* Requirement *
The records sit below. Return every line in them that holds the word "shingled".

START Data for processing

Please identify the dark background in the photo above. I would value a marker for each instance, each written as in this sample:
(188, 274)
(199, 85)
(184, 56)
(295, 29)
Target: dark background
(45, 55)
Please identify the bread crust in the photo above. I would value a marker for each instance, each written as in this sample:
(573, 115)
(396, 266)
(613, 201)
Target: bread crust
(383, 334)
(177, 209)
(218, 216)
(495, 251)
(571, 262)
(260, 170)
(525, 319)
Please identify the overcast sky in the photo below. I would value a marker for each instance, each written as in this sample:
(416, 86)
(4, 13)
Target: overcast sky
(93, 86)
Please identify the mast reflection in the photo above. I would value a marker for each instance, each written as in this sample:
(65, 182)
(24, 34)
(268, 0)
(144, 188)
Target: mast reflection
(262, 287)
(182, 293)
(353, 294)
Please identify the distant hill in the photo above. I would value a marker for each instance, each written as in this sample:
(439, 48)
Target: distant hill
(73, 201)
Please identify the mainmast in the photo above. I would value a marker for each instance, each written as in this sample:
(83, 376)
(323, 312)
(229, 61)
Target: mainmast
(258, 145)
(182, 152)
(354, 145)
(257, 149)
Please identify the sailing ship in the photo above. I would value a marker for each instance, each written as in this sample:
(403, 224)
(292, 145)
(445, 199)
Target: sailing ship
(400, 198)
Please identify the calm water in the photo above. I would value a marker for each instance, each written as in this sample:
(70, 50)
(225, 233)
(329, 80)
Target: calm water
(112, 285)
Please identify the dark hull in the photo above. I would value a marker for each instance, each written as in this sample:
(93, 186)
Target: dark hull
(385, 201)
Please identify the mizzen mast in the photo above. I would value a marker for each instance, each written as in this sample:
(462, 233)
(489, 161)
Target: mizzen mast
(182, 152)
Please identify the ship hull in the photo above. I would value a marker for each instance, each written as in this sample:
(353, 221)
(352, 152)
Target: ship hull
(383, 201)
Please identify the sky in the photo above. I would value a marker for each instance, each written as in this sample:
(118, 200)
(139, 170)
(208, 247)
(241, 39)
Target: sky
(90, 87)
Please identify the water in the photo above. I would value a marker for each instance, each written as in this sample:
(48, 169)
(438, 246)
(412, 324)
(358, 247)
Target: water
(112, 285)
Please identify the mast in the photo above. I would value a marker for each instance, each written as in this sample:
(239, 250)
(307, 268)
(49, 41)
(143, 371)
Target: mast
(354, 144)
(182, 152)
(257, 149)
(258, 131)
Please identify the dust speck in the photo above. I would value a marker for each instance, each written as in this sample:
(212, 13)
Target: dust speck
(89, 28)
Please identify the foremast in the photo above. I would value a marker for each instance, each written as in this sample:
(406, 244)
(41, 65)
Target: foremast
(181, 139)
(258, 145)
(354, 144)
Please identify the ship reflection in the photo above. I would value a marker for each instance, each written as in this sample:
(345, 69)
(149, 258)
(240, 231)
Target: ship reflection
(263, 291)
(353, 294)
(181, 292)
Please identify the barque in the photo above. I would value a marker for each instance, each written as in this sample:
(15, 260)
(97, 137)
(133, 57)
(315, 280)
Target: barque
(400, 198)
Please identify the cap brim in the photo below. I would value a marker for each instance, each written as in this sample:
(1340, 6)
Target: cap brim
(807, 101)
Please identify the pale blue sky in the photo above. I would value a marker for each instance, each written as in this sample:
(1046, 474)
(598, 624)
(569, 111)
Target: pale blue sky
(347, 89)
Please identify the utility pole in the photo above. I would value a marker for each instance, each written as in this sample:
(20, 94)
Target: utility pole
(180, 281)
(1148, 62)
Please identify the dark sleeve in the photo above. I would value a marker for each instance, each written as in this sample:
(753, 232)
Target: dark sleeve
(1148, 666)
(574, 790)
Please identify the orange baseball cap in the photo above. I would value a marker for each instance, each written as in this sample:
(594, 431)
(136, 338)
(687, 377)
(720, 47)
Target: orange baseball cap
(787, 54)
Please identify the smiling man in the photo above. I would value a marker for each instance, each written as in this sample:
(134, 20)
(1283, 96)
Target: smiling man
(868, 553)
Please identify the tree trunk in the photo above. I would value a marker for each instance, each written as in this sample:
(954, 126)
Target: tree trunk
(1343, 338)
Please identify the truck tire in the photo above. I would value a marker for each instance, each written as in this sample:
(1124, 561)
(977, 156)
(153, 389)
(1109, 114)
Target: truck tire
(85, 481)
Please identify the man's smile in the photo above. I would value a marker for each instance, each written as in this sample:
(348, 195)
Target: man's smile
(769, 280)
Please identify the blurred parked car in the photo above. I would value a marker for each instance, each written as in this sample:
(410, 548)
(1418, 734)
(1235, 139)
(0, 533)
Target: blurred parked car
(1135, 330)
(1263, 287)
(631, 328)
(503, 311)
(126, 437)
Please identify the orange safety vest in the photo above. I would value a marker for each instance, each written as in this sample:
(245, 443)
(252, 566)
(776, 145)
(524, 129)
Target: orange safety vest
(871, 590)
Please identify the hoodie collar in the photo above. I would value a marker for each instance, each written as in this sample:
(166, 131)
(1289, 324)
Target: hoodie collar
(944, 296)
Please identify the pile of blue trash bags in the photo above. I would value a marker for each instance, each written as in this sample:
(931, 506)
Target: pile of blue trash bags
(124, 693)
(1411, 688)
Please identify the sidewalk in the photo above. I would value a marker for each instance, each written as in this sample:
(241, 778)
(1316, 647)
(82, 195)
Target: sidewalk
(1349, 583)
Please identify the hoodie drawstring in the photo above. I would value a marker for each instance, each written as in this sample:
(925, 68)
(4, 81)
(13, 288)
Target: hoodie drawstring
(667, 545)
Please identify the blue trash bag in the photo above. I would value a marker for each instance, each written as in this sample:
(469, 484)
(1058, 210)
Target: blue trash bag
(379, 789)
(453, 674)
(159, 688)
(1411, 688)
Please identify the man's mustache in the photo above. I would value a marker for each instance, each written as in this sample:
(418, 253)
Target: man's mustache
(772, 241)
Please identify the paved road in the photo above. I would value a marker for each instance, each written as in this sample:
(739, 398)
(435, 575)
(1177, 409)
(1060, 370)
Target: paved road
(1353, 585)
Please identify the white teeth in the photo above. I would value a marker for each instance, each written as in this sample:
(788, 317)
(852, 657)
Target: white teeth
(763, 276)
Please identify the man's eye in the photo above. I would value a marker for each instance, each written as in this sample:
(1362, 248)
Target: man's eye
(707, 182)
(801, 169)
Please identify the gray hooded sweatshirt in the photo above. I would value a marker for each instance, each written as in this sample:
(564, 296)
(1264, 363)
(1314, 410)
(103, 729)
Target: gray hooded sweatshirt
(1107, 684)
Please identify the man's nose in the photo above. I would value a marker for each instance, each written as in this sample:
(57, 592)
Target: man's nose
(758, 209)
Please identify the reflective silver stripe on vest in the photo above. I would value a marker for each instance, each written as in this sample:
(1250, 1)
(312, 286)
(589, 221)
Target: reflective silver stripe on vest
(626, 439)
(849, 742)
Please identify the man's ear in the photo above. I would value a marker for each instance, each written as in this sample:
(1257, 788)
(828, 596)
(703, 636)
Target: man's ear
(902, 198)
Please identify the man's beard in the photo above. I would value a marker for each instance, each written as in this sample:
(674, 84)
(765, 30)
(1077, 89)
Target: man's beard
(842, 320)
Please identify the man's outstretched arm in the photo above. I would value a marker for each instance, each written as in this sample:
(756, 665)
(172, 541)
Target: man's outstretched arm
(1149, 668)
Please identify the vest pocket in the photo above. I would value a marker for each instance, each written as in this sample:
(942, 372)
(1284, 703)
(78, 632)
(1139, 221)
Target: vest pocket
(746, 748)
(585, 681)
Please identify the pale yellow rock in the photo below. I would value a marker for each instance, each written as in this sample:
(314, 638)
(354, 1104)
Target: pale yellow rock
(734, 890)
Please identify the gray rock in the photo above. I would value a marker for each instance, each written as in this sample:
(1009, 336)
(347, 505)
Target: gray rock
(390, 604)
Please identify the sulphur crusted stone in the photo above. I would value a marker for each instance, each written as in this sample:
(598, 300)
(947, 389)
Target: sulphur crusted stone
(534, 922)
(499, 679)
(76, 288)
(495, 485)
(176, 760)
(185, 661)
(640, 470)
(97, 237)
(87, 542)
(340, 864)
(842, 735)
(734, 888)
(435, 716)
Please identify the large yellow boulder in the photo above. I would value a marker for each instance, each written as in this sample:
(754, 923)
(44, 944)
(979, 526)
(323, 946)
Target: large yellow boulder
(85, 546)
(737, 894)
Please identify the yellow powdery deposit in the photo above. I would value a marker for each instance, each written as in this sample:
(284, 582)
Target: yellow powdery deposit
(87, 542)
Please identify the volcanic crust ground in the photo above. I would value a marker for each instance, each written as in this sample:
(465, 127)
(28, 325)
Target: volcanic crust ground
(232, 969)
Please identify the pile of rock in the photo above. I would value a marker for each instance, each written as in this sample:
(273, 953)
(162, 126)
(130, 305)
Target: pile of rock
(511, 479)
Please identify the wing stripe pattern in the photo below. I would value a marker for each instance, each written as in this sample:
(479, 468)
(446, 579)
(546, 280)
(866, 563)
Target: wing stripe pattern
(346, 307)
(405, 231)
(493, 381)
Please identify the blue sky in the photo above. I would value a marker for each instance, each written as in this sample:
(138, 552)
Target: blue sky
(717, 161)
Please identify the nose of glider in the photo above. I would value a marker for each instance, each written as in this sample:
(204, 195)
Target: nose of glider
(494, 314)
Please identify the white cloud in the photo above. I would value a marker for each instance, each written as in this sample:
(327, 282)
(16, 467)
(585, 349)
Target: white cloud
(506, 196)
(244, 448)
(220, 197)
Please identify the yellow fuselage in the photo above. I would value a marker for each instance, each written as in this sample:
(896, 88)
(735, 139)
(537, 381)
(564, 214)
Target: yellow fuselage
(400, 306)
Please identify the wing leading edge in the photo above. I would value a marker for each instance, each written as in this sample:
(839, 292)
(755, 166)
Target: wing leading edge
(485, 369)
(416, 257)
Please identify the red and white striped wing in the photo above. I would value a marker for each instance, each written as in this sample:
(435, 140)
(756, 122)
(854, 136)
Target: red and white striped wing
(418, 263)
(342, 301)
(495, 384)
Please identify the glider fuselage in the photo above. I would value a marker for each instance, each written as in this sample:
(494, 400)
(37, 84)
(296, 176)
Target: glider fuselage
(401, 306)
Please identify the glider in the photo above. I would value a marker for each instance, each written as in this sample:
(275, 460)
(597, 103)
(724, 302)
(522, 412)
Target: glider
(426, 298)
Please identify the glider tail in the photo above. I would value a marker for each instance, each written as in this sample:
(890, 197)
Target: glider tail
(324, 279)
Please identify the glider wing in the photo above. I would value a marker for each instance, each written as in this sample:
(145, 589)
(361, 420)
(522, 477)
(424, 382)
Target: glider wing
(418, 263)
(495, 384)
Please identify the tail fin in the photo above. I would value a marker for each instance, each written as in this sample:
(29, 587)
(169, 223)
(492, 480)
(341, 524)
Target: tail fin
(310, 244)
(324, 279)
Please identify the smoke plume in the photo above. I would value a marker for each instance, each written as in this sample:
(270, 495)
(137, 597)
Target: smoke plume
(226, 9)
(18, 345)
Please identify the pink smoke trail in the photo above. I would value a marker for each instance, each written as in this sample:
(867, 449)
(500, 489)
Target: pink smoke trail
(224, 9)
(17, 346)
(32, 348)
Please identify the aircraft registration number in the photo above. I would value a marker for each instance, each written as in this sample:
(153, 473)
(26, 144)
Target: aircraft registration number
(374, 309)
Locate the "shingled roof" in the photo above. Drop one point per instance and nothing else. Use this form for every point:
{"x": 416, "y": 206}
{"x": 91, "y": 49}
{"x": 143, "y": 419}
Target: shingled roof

END Data for processing

* Solution to this exercise *
Locate the "shingled roof" in the photo above. Drop one point per instance and nothing else. Use this form for every point:
Target: shingled roof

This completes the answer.